(Beginning of SOURCE DATA)

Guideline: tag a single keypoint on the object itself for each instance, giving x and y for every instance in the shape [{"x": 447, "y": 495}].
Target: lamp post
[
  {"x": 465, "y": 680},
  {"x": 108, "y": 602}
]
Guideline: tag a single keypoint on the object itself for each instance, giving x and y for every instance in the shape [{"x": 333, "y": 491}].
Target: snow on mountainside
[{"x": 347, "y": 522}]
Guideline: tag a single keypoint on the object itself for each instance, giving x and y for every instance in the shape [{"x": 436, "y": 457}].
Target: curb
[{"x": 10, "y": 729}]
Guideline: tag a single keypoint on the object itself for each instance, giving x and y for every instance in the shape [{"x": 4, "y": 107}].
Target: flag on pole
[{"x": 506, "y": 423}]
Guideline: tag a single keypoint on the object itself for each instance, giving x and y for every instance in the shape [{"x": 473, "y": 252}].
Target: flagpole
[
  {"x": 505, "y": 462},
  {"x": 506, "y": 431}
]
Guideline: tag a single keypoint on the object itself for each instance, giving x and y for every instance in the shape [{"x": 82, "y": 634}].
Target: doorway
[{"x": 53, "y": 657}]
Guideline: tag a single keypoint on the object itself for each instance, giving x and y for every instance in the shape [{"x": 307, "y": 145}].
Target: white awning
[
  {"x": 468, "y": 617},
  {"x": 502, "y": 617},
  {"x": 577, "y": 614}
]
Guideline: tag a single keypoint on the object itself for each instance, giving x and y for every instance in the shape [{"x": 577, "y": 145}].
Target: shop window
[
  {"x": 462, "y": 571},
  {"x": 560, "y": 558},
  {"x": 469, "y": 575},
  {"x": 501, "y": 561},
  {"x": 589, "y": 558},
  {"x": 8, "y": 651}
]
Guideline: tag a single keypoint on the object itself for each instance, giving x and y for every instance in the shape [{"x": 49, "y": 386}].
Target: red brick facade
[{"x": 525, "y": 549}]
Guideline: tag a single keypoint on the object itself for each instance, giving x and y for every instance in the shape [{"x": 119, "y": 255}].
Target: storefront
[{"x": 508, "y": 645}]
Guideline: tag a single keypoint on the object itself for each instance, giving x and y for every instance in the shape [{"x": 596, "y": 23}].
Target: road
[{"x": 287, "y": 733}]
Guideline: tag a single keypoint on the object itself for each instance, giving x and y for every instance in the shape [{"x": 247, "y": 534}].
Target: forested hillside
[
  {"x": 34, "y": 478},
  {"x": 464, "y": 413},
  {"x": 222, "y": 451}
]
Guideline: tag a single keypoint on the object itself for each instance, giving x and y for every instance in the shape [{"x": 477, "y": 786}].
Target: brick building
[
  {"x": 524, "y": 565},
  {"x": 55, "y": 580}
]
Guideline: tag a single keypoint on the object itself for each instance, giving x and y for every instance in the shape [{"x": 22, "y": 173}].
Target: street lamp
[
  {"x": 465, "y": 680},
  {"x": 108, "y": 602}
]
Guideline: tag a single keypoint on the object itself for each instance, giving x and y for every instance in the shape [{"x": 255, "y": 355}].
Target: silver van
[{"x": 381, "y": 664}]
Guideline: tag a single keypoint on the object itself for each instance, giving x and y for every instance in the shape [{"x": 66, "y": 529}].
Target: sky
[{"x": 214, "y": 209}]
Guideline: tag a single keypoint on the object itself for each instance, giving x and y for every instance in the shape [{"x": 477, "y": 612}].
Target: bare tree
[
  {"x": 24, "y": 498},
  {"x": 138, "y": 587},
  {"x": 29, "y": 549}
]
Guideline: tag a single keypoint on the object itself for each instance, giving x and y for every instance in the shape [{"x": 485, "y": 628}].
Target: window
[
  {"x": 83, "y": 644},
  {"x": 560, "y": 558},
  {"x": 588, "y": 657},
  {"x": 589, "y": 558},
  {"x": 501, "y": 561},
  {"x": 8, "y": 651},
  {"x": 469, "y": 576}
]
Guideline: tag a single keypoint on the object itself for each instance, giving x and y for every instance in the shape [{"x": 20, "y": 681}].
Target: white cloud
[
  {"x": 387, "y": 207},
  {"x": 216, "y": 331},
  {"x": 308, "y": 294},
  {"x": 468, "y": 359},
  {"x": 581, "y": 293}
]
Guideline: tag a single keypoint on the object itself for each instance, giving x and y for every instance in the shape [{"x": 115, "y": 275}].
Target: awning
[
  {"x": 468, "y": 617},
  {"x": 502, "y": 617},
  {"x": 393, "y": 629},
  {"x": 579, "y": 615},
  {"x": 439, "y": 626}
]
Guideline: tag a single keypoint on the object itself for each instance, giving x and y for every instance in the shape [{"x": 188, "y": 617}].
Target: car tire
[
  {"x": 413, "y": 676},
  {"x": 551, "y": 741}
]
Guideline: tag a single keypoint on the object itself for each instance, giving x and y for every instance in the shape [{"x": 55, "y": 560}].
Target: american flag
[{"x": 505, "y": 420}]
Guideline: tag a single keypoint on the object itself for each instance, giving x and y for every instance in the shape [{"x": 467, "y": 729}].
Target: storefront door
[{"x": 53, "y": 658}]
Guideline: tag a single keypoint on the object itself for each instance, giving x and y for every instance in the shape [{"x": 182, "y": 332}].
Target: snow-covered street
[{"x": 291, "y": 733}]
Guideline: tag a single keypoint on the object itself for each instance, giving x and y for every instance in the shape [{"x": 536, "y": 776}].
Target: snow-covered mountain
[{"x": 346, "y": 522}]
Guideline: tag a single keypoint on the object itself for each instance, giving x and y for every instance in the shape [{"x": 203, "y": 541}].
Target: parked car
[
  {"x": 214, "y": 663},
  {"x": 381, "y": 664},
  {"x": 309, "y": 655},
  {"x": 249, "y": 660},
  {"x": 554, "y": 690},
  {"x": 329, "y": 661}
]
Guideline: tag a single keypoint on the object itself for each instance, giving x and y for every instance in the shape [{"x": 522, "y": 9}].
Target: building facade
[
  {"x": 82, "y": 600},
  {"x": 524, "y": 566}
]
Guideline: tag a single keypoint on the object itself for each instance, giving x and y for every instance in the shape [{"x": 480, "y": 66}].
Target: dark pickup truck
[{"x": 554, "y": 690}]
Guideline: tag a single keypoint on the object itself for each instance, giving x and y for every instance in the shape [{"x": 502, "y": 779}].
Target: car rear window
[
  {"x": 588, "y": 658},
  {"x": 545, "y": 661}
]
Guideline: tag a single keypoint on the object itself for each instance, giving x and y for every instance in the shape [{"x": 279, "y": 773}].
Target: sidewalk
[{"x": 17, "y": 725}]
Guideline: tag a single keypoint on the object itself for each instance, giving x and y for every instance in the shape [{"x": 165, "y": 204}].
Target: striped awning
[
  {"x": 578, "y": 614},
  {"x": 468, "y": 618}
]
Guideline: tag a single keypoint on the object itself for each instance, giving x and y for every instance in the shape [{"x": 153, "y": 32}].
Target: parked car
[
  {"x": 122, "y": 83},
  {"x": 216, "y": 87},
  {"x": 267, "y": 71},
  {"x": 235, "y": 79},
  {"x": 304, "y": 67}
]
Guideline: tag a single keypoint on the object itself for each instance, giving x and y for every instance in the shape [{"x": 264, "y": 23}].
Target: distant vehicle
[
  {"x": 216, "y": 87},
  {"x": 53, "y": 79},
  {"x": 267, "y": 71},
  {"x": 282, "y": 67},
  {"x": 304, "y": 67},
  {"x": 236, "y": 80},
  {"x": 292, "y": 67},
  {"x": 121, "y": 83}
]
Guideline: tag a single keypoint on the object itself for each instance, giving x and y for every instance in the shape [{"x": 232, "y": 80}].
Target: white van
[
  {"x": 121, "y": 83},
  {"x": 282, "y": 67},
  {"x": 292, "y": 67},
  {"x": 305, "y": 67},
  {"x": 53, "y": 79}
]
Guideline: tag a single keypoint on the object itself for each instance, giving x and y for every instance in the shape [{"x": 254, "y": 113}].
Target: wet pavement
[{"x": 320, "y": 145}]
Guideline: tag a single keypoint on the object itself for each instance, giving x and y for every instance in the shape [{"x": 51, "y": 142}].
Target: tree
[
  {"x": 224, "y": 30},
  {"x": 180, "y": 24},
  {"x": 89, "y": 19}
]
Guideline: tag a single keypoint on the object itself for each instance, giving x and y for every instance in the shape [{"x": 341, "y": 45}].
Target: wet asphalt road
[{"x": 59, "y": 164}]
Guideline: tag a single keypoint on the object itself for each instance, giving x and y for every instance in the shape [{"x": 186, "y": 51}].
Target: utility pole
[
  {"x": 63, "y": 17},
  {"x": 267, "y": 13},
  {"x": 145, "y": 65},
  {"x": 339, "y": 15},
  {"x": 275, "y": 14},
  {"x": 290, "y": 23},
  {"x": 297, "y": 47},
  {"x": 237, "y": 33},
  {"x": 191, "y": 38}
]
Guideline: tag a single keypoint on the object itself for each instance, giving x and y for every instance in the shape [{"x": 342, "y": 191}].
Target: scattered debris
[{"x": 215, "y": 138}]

(End of SOURCE DATA)

EXERCISE OBJECTIVE >> Your response should hold only an exact copy of the lines above, from the one containing "Target: wet pavement" through the end of the entries.

SOLUTION FOR THIS PROBLEM >>
Target: wet pavement
[{"x": 320, "y": 145}]
Guideline: tag a single keypoint on the object itself for each instance, giving x and y for every instance in the shape [{"x": 51, "y": 142}].
Target: tree
[
  {"x": 224, "y": 30},
  {"x": 180, "y": 24},
  {"x": 89, "y": 19}
]
Guideline: tag a single keypoint on the object itself for each instance, giving x and y for every instance in the shape [{"x": 341, "y": 45}].
Target: wet asphalt road
[{"x": 59, "y": 164}]
Guideline: tag a single keypoint on the object itself for each instance, giving x and y for every instance in the shape [{"x": 186, "y": 51}].
Target: utility pole
[
  {"x": 63, "y": 17},
  {"x": 267, "y": 13},
  {"x": 145, "y": 65},
  {"x": 339, "y": 15},
  {"x": 275, "y": 14},
  {"x": 290, "y": 23},
  {"x": 297, "y": 47},
  {"x": 237, "y": 33},
  {"x": 191, "y": 38}
]
Guideline: tag a single keypoint on the object itself for each instance, giving x and y for every instance in the shape [{"x": 342, "y": 191}].
Target: scattered debris
[{"x": 215, "y": 138}]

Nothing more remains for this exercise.